## What this task involves
Reproduce, word for word, the passage of the article on the gelding Georgetown that opens with the words containing "After funds were" and closes with "elbow on Saturday.".

## Page extract
<<<<

Multiple Group winning gelding Georgetown – the older brother of the promising 3-year-old Clevedon pacer Motown – has died in Pennsylvania.
The 11-year-old Washington VC gelding, who won almost $750,000 in stakes in both hemispheres, was marked to be transported from Shippensburg, a borough in the state of Pennsylvania, to his slaughter-yard in Canada.
But the former Ken Barron trained and driven Georgetown didn’t make it to the slaughter yards.
After funds were raised by the USA’s Standardbred Retirement Foundation (SRF)to get him to a vet he was sadly euthanized with a very badly broke elbow on Saturday.
Prior to that he was left to die a slow death for days on end with his broken elbow in his kill pen in the north-east of the USA until funds were raised to have him treated.
“Publicity and kind hearts is what we hope for but sadly he was too injured and neglected to persevere with once we got him to the vets,” said Standardbred Station‘s Chrissy Daniels, who was speaking on behalf of SRF.

>>>>

## Listed records
<<<<

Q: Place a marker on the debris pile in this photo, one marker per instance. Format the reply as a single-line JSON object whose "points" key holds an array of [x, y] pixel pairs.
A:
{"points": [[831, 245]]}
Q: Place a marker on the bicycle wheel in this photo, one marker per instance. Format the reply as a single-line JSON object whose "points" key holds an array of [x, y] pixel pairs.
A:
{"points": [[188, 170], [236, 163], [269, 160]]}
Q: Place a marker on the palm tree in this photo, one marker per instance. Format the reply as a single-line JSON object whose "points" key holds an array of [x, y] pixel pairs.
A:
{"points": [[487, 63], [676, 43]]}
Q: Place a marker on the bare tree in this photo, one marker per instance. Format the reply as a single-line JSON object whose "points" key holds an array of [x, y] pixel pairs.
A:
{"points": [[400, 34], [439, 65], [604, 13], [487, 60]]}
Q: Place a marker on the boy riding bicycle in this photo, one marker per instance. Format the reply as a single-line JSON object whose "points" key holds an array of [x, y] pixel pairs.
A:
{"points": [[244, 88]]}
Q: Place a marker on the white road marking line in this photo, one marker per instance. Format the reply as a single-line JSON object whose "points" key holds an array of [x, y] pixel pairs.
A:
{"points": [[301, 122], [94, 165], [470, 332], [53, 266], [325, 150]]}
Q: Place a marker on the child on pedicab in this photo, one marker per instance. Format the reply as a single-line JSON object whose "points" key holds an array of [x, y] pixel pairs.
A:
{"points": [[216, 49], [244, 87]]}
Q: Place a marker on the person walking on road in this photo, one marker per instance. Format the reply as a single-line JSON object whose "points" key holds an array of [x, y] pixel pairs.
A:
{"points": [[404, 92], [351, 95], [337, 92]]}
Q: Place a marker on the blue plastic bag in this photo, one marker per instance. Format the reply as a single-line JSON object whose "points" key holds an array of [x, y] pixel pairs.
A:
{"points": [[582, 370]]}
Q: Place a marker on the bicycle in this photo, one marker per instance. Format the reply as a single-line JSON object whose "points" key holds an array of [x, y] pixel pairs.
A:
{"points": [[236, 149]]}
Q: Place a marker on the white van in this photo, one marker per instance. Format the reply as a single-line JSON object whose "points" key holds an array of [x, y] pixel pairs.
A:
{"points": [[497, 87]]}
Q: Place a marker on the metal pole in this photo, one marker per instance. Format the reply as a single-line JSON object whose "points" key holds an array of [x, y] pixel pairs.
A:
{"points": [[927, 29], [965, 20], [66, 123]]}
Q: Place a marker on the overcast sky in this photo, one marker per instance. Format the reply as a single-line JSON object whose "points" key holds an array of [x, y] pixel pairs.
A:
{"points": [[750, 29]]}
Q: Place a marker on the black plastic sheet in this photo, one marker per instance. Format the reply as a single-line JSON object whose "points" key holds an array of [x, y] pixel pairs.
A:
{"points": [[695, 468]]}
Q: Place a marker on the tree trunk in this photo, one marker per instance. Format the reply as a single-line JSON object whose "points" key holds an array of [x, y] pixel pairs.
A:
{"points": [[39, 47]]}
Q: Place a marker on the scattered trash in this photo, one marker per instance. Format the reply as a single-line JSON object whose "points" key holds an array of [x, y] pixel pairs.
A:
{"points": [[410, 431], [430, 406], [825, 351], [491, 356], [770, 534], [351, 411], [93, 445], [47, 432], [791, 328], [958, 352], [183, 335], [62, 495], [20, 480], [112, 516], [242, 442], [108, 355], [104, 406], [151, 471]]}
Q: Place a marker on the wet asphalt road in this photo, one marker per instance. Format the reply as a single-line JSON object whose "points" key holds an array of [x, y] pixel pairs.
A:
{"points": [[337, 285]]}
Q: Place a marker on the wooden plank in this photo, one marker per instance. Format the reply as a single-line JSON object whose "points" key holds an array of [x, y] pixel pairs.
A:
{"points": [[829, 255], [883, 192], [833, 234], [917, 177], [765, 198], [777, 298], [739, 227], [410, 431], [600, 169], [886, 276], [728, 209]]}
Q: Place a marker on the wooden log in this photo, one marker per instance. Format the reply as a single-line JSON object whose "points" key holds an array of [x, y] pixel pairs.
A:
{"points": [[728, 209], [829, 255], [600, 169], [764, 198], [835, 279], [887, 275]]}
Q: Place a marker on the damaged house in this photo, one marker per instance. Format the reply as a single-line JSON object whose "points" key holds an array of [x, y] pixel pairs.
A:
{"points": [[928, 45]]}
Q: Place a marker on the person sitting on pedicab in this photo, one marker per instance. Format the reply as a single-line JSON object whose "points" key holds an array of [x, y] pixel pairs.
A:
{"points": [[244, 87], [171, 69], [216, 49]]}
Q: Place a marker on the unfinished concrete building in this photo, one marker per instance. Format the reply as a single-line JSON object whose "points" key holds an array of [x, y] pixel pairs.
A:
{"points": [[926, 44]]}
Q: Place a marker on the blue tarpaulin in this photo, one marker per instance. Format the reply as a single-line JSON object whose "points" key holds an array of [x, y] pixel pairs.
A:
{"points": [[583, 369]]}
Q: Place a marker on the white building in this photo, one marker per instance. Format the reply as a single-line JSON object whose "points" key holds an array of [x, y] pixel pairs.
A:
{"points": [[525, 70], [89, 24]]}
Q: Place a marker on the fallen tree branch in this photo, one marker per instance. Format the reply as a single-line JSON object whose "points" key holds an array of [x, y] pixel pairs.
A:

>>>>

## Result
After funds were raised by the USA’s Standardbred Retirement Foundation (SRF)to get him to a vet he was sadly euthanized with a very badly broke elbow on Saturday.